**What you should do**:
Reproduce the records below word for word, from their start through the line containing "positive clicks: (618, 1014)", with both ends included. Leave the pictures out of your answer.
=-=-=
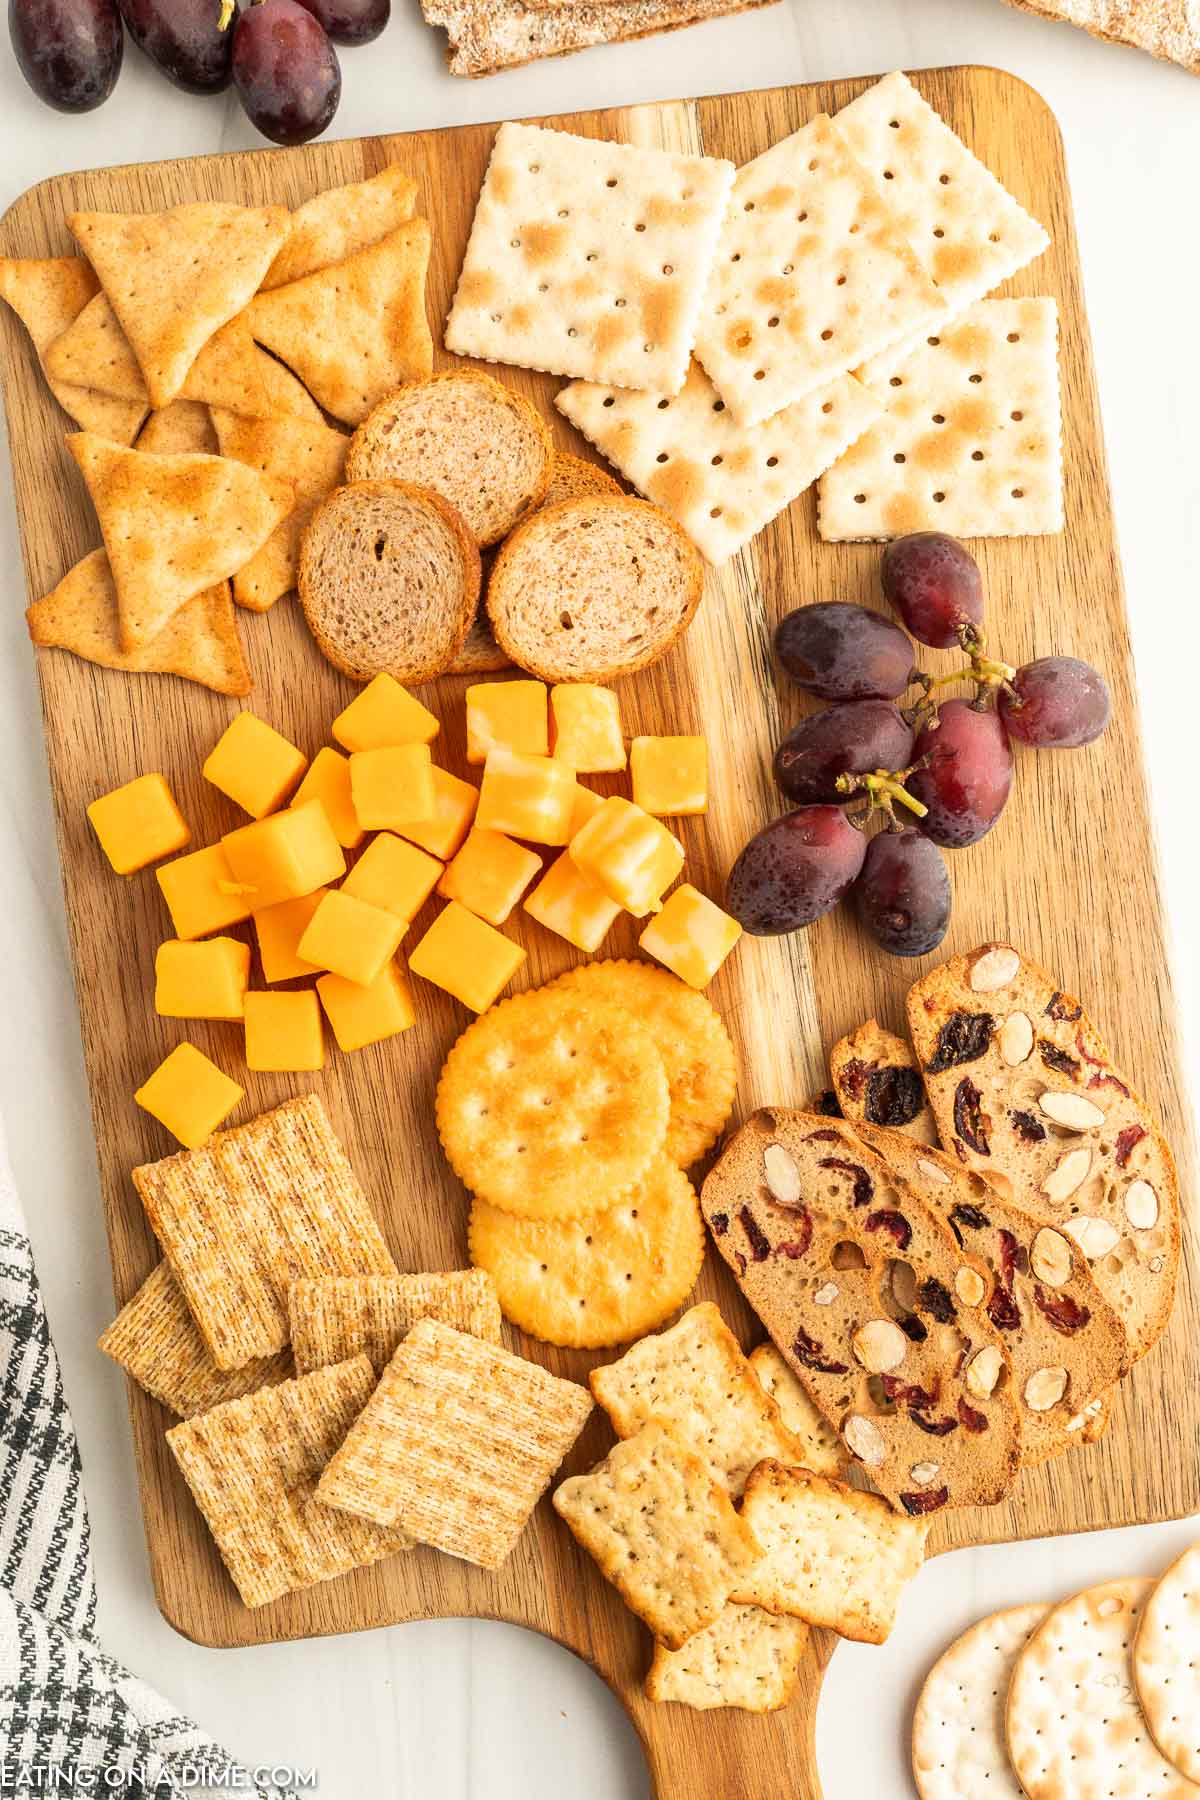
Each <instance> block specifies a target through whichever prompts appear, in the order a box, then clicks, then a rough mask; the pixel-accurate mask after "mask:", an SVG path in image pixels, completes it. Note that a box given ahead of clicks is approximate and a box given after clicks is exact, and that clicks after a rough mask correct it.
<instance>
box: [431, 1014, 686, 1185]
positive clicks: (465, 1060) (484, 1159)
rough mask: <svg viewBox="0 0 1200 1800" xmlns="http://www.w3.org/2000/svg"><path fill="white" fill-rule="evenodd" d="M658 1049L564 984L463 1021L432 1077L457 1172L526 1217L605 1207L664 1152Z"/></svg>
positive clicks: (618, 1014)
mask: <svg viewBox="0 0 1200 1800" xmlns="http://www.w3.org/2000/svg"><path fill="white" fill-rule="evenodd" d="M667 1112H669V1094H667V1078H666V1071H664V1067H662V1057H660V1055H658V1051H657V1049H655V1044H653V1039H651V1037H649V1033H648V1031H644V1030H642V1028H640V1026H639V1024H637V1021H635V1019H631V1017H630V1015H628V1013H622V1012H621V1010H619V1008H615V1006H608V1004H604V1003H601V1001H597V999H592V997H583V995H579V994H574V992H570V990H554V988H536V990H533V992H529V994H516V995H515V997H513V999H507V1001H502V1003H500V1004H498V1006H491V1008H489V1012H486V1013H482V1015H480V1017H479V1019H477V1021H475V1024H471V1026H468V1030H466V1031H464V1033H462V1037H461V1039H459V1042H457V1044H455V1046H453V1049H452V1051H450V1055H448V1057H446V1062H444V1066H443V1073H441V1080H439V1084H437V1134H439V1138H441V1141H443V1148H444V1152H446V1157H448V1161H450V1166H452V1168H453V1172H455V1175H459V1179H461V1181H464V1183H466V1186H468V1188H470V1190H471V1192H473V1193H477V1195H479V1197H480V1199H484V1201H489V1202H491V1204H493V1206H498V1208H500V1210H502V1211H509V1213H516V1215H518V1217H522V1219H574V1217H578V1215H579V1213H594V1211H599V1210H601V1208H603V1206H612V1204H613V1201H617V1199H621V1195H622V1193H626V1192H628V1190H630V1188H631V1186H633V1183H637V1181H640V1177H642V1175H644V1174H646V1170H648V1166H649V1161H651V1157H655V1156H657V1154H658V1150H662V1145H664V1141H666V1130H667Z"/></svg>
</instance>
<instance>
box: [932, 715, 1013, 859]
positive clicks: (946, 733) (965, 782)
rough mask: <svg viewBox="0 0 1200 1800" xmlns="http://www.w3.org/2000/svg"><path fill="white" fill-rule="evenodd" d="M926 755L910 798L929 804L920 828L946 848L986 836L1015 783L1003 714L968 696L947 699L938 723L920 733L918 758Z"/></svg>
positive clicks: (999, 811)
mask: <svg viewBox="0 0 1200 1800" xmlns="http://www.w3.org/2000/svg"><path fill="white" fill-rule="evenodd" d="M923 756H928V765H927V767H925V769H918V770H916V774H914V776H910V779H909V792H910V794H912V797H914V799H919V801H921V803H923V805H925V806H928V817H925V819H921V826H919V828H921V832H925V835H927V837H932V839H934V842H936V844H946V848H948V850H963V848H964V844H973V842H975V841H977V839H979V837H986V833H988V832H990V830H991V826H993V824H995V823H997V819H999V817H1000V814H1002V812H1004V803H1006V801H1007V794H1009V788H1011V785H1013V751H1011V749H1009V742H1007V731H1006V729H1004V720H1002V718H1000V716H999V713H995V711H993V707H986V709H982V711H977V709H975V706H973V704H972V702H970V700H946V702H945V704H943V706H941V709H939V724H930V725H927V727H925V729H923V731H921V733H919V736H918V742H916V749H914V760H918V758H923Z"/></svg>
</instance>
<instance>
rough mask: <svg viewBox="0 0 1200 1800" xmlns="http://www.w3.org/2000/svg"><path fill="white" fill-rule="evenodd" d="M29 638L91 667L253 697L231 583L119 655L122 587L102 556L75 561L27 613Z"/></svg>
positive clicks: (94, 555) (198, 599)
mask: <svg viewBox="0 0 1200 1800" xmlns="http://www.w3.org/2000/svg"><path fill="white" fill-rule="evenodd" d="M25 621H27V625H29V635H31V637H32V641H34V644H40V646H43V648H47V650H70V652H72V653H74V655H77V657H83V659H85V661H86V662H99V664H101V668H106V670H126V671H128V673H137V675H142V673H146V675H182V677H184V679H185V680H196V682H200V684H201V686H203V688H212V689H214V693H232V695H243V693H250V688H252V682H250V673H248V670H246V662H245V657H243V653H241V643H239V639H237V623H236V616H234V605H232V601H230V598H228V583H227V581H218V583H216V585H214V587H210V589H207V590H205V592H203V594H196V596H194V599H189V601H187V603H185V605H184V607H180V610H178V612H176V614H175V616H173V617H171V619H167V623H166V625H164V628H162V630H160V632H158V635H157V637H153V639H151V641H149V643H148V644H142V646H140V648H139V650H122V648H121V634H119V630H117V589H115V585H113V576H112V569H110V567H108V556H106V554H104V551H92V554H90V556H85V558H83V562H77V563H76V567H74V569H70V571H68V572H67V574H65V576H63V580H61V581H59V583H58V587H56V589H54V592H52V594H47V596H45V599H36V601H34V603H32V607H29V610H27V612H25Z"/></svg>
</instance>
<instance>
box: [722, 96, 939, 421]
mask: <svg viewBox="0 0 1200 1800" xmlns="http://www.w3.org/2000/svg"><path fill="white" fill-rule="evenodd" d="M945 311H946V302H945V301H943V297H941V295H939V293H937V288H936V286H934V283H932V279H930V275H928V274H927V270H925V268H923V266H921V261H919V257H918V256H916V254H914V250H912V245H910V243H909V239H907V238H905V232H903V229H901V227H900V225H898V221H896V218H894V214H892V211H891V209H889V207H887V203H885V202H883V198H882V196H880V193H878V189H876V184H874V180H873V176H871V173H869V171H867V169H865V167H864V166H862V164H860V162H858V160H856V157H853V155H851V149H849V146H847V142H846V139H844V137H842V133H840V130H838V126H837V124H835V122H833V121H831V119H828V117H826V115H824V113H819V117H817V119H811V121H810V122H808V124H806V126H802V128H801V130H799V131H793V133H792V137H784V139H783V140H781V142H779V144H774V146H772V149H768V151H763V155H761V157H756V158H754V162H747V164H745V167H741V169H738V180H736V182H734V191H732V196H730V202H729V214H727V218H725V227H723V230H721V239H720V243H718V247H716V261H714V265H712V279H711V281H709V292H707V293H705V299H703V313H702V319H700V328H698V331H696V356H698V360H700V362H702V364H703V367H705V371H707V374H709V376H711V380H712V385H714V387H716V391H718V394H720V396H721V400H723V401H725V405H727V407H729V409H730V412H732V414H734V418H736V421H738V423H739V425H759V423H761V421H763V419H770V418H774V414H775V412H781V410H783V409H784V407H790V405H792V403H793V401H797V400H802V398H804V394H811V392H813V389H817V387H828V383H829V382H833V380H835V378H837V376H838V374H846V373H847V371H849V369H856V367H858V364H860V362H865V360H867V356H874V355H876V351H882V349H887V346H889V344H896V342H903V340H907V338H910V337H912V335H914V333H916V331H921V329H925V326H928V324H932V322H934V320H936V319H941V317H943V315H945Z"/></svg>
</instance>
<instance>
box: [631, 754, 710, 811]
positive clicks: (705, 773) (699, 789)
mask: <svg viewBox="0 0 1200 1800" xmlns="http://www.w3.org/2000/svg"><path fill="white" fill-rule="evenodd" d="M630 776H631V778H633V801H635V805H639V806H640V808H642V810H644V812H653V814H655V815H657V817H664V815H666V817H673V815H678V814H693V812H707V810H709V743H707V740H705V738H633V743H631V745H630Z"/></svg>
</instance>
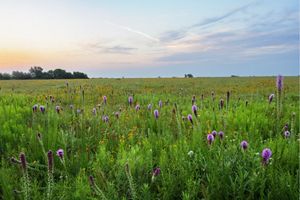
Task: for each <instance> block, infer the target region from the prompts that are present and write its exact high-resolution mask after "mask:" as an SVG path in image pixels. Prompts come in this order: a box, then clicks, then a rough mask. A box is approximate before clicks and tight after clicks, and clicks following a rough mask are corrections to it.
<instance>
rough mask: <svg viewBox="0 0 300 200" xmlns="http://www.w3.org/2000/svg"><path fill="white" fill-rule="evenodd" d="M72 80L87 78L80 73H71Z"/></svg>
mask: <svg viewBox="0 0 300 200" xmlns="http://www.w3.org/2000/svg"><path fill="white" fill-rule="evenodd" d="M73 78H79V79H86V78H88V76H87V75H86V74H85V73H82V72H73Z"/></svg>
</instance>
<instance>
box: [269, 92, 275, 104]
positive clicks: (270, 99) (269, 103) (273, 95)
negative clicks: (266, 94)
mask: <svg viewBox="0 0 300 200" xmlns="http://www.w3.org/2000/svg"><path fill="white" fill-rule="evenodd" d="M274 96H275V95H274V94H270V96H269V104H270V103H271V102H272V101H273V98H274Z"/></svg>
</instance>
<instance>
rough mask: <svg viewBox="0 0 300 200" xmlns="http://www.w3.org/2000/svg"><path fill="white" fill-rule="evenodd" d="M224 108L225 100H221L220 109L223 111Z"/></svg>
mask: <svg viewBox="0 0 300 200" xmlns="http://www.w3.org/2000/svg"><path fill="white" fill-rule="evenodd" d="M223 107H224V99H221V100H220V109H223Z"/></svg>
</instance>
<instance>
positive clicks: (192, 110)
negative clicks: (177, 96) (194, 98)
mask: <svg viewBox="0 0 300 200" xmlns="http://www.w3.org/2000/svg"><path fill="white" fill-rule="evenodd" d="M197 110H198V108H197V106H196V105H193V106H192V112H193V113H194V115H195V116H196V117H197Z"/></svg>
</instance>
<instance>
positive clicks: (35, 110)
mask: <svg viewBox="0 0 300 200" xmlns="http://www.w3.org/2000/svg"><path fill="white" fill-rule="evenodd" d="M37 107H38V105H37V104H35V105H34V106H32V111H33V112H36V111H37Z"/></svg>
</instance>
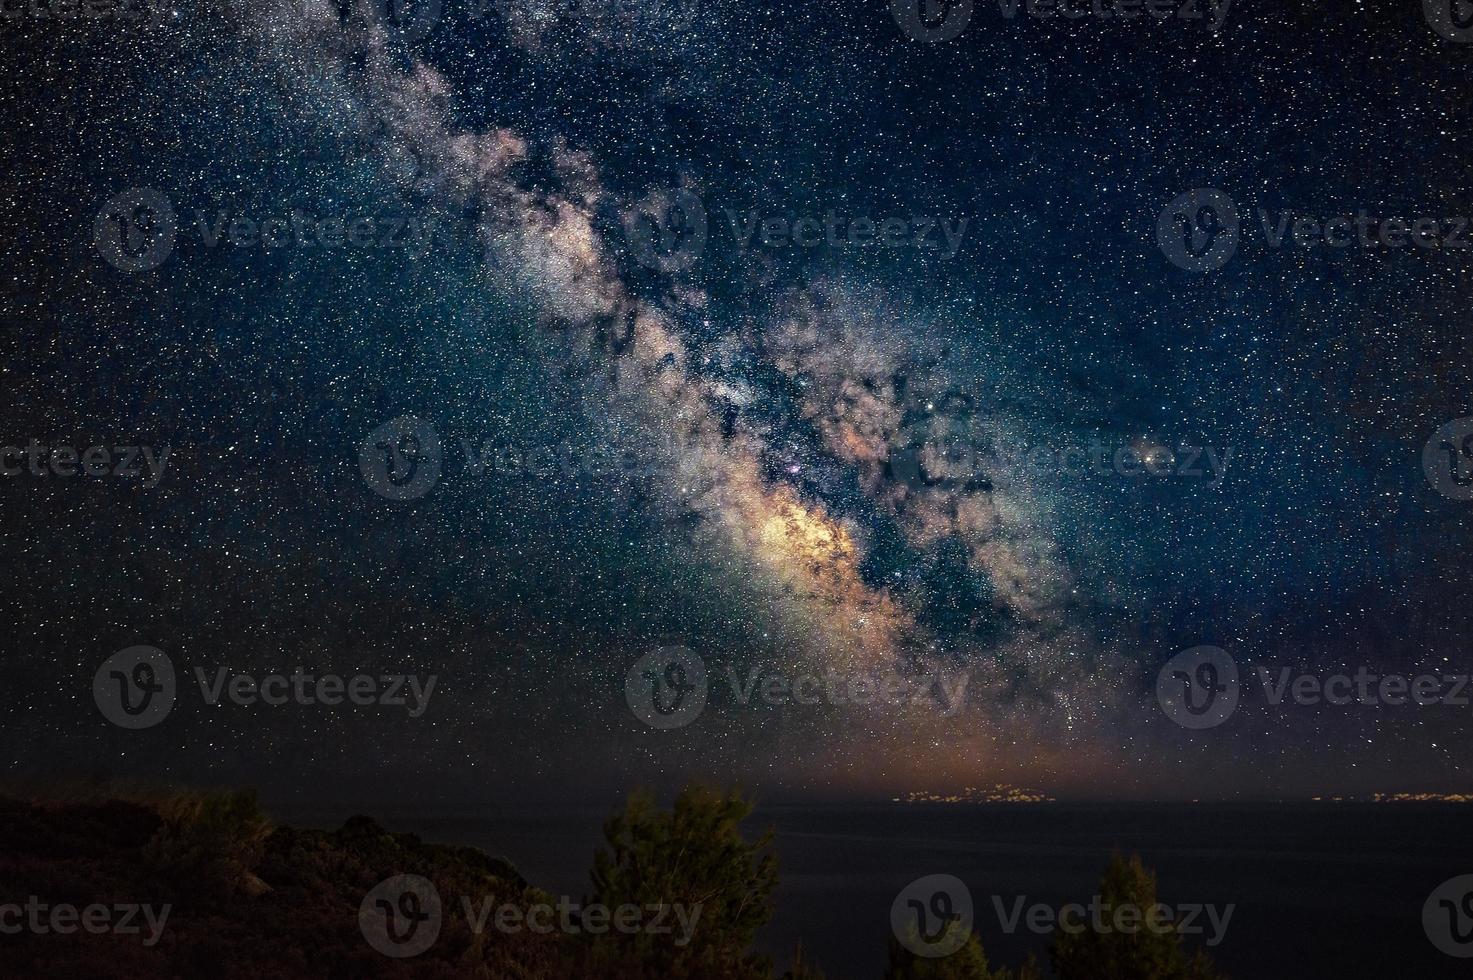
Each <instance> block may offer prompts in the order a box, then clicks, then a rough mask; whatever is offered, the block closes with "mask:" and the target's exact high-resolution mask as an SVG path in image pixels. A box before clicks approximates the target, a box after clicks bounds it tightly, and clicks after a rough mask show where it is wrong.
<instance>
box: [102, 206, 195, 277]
mask: <svg viewBox="0 0 1473 980" xmlns="http://www.w3.org/2000/svg"><path fill="white" fill-rule="evenodd" d="M177 234H178V220H177V217H175V214H174V203H172V202H171V200H169V199H168V196H165V195H164V193H161V192H158V190H155V189H153V187H130V189H128V190H124V192H122V193H118V195H113V196H112V197H109V199H108V203H105V205H103V206H102V209H100V211H99V212H97V217H96V218H94V220H93V246H94V248H96V249H97V253H99V255H102V258H103V259H105V261H106V262H108V264H109V265H112V267H113V268H116V270H119V271H124V273H146V271H149V270H155V268H158V267H159V265H162V264H164V259H166V258H168V256H169V252H172V251H174V239H175V237H177Z"/></svg>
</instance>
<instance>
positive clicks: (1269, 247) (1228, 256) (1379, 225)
mask: <svg viewBox="0 0 1473 980" xmlns="http://www.w3.org/2000/svg"><path fill="white" fill-rule="evenodd" d="M1254 214H1255V215H1256V218H1258V220H1256V223H1254V224H1256V225H1258V227H1259V230H1261V233H1262V243H1264V246H1265V248H1268V249H1282V248H1284V246H1286V245H1290V246H1298V248H1330V249H1348V248H1352V246H1358V248H1391V249H1423V251H1429V252H1430V251H1444V252H1466V251H1469V249H1470V248H1473V237H1470V236H1469V224H1470V221H1469V217H1467V215H1416V217H1411V218H1404V217H1373V215H1370V214H1368V212H1367V211H1365V209H1364V208H1361V209H1358V211H1357V212H1355V214H1348V212H1346V214H1339V215H1314V214H1307V212H1296V211H1293V209H1287V208H1286V209H1280V211H1277V212H1274V211H1270V209H1268V208H1254ZM1254 224H1245V223H1243V221H1242V220H1240V218H1239V208H1237V203H1236V202H1234V200H1233V199H1231V197H1230V196H1228V195H1226V193H1223V192H1221V190H1217V189H1212V187H1198V189H1195V190H1189V192H1186V193H1183V195H1177V196H1175V197H1173V199H1171V200H1170V202H1167V205H1165V208H1162V209H1161V214H1159V215H1158V217H1156V243H1158V245H1159V246H1161V252H1162V253H1164V255H1165V256H1167V259H1168V261H1170V262H1171V264H1173V265H1175V267H1178V268H1184V270H1187V271H1192V273H1209V271H1214V270H1218V268H1223V267H1224V265H1227V262H1228V261H1230V259H1231V258H1233V255H1236V253H1237V251H1239V248H1240V246H1242V243H1243V239H1245V237H1246V231H1248V228H1251V227H1254Z"/></svg>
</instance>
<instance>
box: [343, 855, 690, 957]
mask: <svg viewBox="0 0 1473 980" xmlns="http://www.w3.org/2000/svg"><path fill="white" fill-rule="evenodd" d="M460 908H461V911H463V912H464V915H465V924H467V927H468V928H470V931H471V933H474V934H476V936H480V934H482V933H485V931H486V930H488V928H493V930H496V931H498V933H508V934H513V933H536V934H539V936H548V934H552V933H563V934H564V936H583V934H586V936H604V934H607V933H610V931H613V933H620V934H625V936H638V934H645V936H672V937H673V939H672V942H673V943H675V945H676V946H688V945H689V943H691V939H692V936H694V934H695V927H697V924H698V923H700V920H701V905H700V903H698V902H697V903H692V905H686V903H683V902H647V903H644V905H635V903H623V905H614V906H610V905H602V903H600V902H579V900H574V899H572V897H569V896H561V897H560V899H558V900H557V902H532V903H521V905H518V903H513V902H501V903H498V902H496V900H495V897H492V896H470V895H463V896H460ZM443 918H445V905H443V902H442V900H440V893H439V889H436V887H435V883H433V881H430V880H429V878H424V877H421V875H417V874H398V875H393V877H392V878H384V880H383V881H380V883H379V884H376V886H374V887H373V889H371V890H370V892H368V893H367V895H365V896H364V899H362V902H361V903H359V905H358V928H359V930H361V931H362V936H364V939H365V940H368V945H370V946H373V948H374V949H377V951H379V952H382V953H383V955H384V956H393V958H396V959H404V958H408V956H418V955H420V953H423V952H424V951H427V949H429V948H430V946H433V945H435V940H436V939H439V934H440V927H442V925H443Z"/></svg>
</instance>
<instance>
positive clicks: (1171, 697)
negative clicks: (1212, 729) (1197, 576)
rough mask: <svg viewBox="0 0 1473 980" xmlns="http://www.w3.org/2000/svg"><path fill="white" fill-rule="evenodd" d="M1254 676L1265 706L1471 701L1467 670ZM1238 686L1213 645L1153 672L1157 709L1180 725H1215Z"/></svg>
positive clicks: (1224, 663)
mask: <svg viewBox="0 0 1473 980" xmlns="http://www.w3.org/2000/svg"><path fill="white" fill-rule="evenodd" d="M1254 676H1255V678H1256V679H1258V687H1261V688H1262V691H1264V704H1267V706H1270V707H1279V706H1282V704H1286V703H1287V704H1298V706H1302V707H1320V706H1324V704H1329V706H1333V707H1345V706H1349V704H1360V706H1374V707H1380V706H1391V707H1401V706H1405V704H1416V706H1418V707H1430V706H1444V707H1469V704H1470V703H1473V675H1469V673H1441V672H1439V673H1416V675H1411V673H1376V672H1373V671H1371V669H1370V668H1367V666H1364V665H1363V666H1360V668H1357V671H1355V673H1343V672H1339V673H1314V672H1305V671H1298V672H1296V671H1295V669H1292V668H1284V666H1279V668H1270V666H1262V665H1258V666H1255V668H1254ZM1243 691H1245V685H1242V684H1240V682H1239V669H1237V663H1236V662H1234V660H1233V657H1230V656H1228V654H1227V653H1226V651H1224V650H1221V648H1218V647H1193V648H1190V650H1184V651H1183V653H1178V654H1177V656H1174V657H1171V660H1168V662H1167V665H1165V666H1164V668H1161V673H1159V675H1158V676H1156V700H1158V701H1159V703H1161V709H1162V710H1164V712H1165V713H1167V716H1168V718H1170V719H1171V721H1174V722H1177V724H1178V725H1181V727H1183V728H1212V727H1215V725H1221V724H1223V722H1224V721H1227V718H1228V716H1230V715H1231V713H1233V712H1234V710H1236V709H1237V703H1239V697H1240V694H1242V693H1243Z"/></svg>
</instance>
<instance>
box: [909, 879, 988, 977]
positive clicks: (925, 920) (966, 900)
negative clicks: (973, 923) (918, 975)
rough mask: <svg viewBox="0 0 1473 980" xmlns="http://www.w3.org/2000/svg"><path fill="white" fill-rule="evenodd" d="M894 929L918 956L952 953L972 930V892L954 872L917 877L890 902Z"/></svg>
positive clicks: (965, 942) (925, 955)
=-=-=
**Exercise response**:
Each <instance> block specifies a target through whichever prompts appear, in the order a box, then clicks, then a rough mask; the pixel-accurate mask after "mask:", an SVG path in image pixels, completes it. Note that a box given ahead of clicks is approximate and a box given after clicks is exact, and that clicks after a rough mask correct it.
<instance>
box: [431, 1014, 686, 1185]
positive clicks: (465, 1060) (484, 1159)
rough mask: <svg viewBox="0 0 1200 1800" xmlns="http://www.w3.org/2000/svg"><path fill="white" fill-rule="evenodd" d="M658 1049L564 984L463 1021L432 1077L457 1172L526 1217L605 1207L664 1152Z"/></svg>
positive clicks: (618, 1014)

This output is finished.